◆ **TASK LIST**
a. Answer these questions using the Airflow passage.
(i) What is the web interface built on?
(ii) What does the recommended pip install structure prevent?
(iii) What happens if an empty folder is specified in Database?
b. Transcribe the entries from their first line through the line holding "528 249 L 336", inclusive, leaving out the pictures.

Workflows can be triggered on a defined schedule or by external events, and can include tasks like executing bash commands, using modules such as pandas, or connecting to databases and cloud services. Airflow is ideal for scheduling ETL pipelines, training machine learning models, generating reports, and performing backups and DevOps operations.
A web interface built on Flask enables users to visualize pipelines, track progress, manage and trigger DAGs, debug issues, and view detailed logs and performance metrics.
For more information, check out the official documentation.
Initialization¶
For information on how to use the Initialization parameter, please refer to the Initialization: Bash Script section of the documentation.
Airflow's capabilities can be extended by installing additional packages during initialization and also once the job has started using pip. In order to install them correctly, use the following structure:
$ pip install "apache-airflow==<airflow-version>" <aiflow-provider-name>==<airflow-provider-version>
For example (the provider's version can be omitted if not relevant):
$ pip install "apache-airflow==3.1.0" apache-airflow-providers-google
This prevents pip from upgrading/downgrading airflow's version by accident while installing new packages.
Configuration¶
To set up the Airflow environment, a few components must be configured.
PostgreSQL database¶
Airflow stores all the metadata in a database to keep track of the state of the workflows ("success", "failure", etc.), task execution history, DAGs, variables, connections, users, roles, and more.
A PostgreSQL database server will be initialized and configured when the job starts. The parameter Database is used to import the PostgreSQL database in the same way as specified in the PosgreSQL app documentation.
Note
If an empty folder is specified in Database, a new database will be initialized in that directory.

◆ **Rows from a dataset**
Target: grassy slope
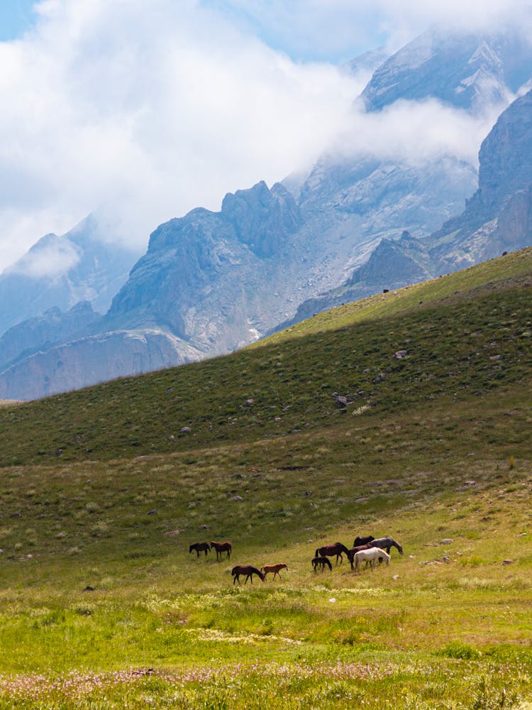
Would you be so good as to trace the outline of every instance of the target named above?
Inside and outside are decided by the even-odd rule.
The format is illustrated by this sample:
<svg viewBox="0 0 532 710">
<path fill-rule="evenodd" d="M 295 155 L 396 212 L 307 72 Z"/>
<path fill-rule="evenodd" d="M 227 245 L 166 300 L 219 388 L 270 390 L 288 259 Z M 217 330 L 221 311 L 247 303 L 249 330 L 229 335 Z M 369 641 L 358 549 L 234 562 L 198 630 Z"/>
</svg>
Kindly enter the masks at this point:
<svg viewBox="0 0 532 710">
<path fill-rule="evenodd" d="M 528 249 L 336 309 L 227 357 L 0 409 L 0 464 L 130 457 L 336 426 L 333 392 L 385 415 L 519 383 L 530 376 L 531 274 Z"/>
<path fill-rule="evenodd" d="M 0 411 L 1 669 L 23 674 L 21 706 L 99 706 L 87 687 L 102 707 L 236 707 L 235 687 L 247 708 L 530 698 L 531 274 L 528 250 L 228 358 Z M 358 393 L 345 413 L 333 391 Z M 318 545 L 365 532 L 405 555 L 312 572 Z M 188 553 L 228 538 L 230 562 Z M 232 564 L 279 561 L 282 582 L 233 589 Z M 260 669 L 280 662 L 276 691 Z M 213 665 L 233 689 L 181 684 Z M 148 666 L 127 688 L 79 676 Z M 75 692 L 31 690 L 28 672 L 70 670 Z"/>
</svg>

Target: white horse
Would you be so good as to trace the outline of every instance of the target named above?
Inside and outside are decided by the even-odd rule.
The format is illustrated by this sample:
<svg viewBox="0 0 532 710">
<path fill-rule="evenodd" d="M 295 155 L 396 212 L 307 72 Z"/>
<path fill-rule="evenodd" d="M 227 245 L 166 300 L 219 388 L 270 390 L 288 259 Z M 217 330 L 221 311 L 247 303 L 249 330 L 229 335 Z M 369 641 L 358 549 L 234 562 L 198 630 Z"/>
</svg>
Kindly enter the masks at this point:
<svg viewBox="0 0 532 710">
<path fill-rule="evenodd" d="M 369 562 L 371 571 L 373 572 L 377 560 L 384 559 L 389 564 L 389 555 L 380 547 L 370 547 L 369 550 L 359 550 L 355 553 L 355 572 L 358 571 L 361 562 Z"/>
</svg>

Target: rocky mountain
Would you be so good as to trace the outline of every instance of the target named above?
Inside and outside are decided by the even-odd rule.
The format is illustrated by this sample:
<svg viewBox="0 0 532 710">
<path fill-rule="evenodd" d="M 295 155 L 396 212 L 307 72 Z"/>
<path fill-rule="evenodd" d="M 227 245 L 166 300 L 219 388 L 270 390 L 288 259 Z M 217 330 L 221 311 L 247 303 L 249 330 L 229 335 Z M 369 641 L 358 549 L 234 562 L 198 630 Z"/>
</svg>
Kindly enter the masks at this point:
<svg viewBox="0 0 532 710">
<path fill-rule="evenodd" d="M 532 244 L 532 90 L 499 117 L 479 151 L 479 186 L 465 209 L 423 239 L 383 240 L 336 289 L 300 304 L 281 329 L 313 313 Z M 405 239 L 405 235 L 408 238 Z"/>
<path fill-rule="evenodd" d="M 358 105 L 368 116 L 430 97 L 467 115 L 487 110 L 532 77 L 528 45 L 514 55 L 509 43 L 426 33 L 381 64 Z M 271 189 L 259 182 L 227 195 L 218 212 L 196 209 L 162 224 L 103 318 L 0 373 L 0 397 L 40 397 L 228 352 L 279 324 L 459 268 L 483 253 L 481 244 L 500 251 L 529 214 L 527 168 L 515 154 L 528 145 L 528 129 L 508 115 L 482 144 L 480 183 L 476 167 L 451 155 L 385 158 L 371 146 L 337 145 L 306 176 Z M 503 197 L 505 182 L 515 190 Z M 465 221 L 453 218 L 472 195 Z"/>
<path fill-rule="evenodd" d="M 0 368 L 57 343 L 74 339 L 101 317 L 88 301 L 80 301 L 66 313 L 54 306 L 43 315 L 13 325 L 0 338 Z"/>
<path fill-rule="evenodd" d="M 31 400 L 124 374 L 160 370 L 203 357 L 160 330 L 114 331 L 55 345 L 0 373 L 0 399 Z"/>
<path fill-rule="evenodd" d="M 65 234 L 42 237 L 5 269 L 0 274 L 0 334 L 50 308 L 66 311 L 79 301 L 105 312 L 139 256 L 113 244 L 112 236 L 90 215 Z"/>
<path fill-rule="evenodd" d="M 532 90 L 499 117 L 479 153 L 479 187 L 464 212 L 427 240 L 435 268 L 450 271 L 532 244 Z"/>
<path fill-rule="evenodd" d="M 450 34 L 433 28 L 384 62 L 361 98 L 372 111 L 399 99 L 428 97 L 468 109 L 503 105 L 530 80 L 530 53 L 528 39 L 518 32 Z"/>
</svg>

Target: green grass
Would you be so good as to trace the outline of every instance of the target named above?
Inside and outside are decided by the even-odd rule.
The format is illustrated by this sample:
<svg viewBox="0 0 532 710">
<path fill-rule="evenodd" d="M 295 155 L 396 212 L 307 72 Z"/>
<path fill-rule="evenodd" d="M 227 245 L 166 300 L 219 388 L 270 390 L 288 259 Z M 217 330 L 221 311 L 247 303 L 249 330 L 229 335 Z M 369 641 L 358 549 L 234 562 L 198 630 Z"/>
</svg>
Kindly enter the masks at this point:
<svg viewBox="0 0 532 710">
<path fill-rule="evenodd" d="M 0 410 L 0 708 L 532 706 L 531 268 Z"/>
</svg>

◆ **EXPECTED ANSWERS**
a.
(i) Flask.
(ii) It prevents pip from upgrading or downgrading Airflow's version by accident while installing new packages.
(iii) A new database will be initialized in that directory.

b.
Target: grassy slope
Would you be so good as to trace the outline of every instance of the target named above?
Inside and outside are decided by the even-odd rule.
The format is illustrated by this sample:
<svg viewBox="0 0 532 710">
<path fill-rule="evenodd" d="M 295 155 L 396 212 L 307 72 Z"/>
<path fill-rule="evenodd" d="M 227 245 L 166 300 L 219 388 L 270 390 L 288 259 Z M 217 330 L 221 311 L 247 303 L 249 330 L 229 335 Z M 369 641 L 358 549 L 234 562 L 198 630 Z"/>
</svg>
Kindly enter the masks at this point:
<svg viewBox="0 0 532 710">
<path fill-rule="evenodd" d="M 528 249 L 336 309 L 227 357 L 0 409 L 0 464 L 130 457 L 336 426 L 333 392 L 385 415 L 519 383 L 530 376 L 531 274 Z"/>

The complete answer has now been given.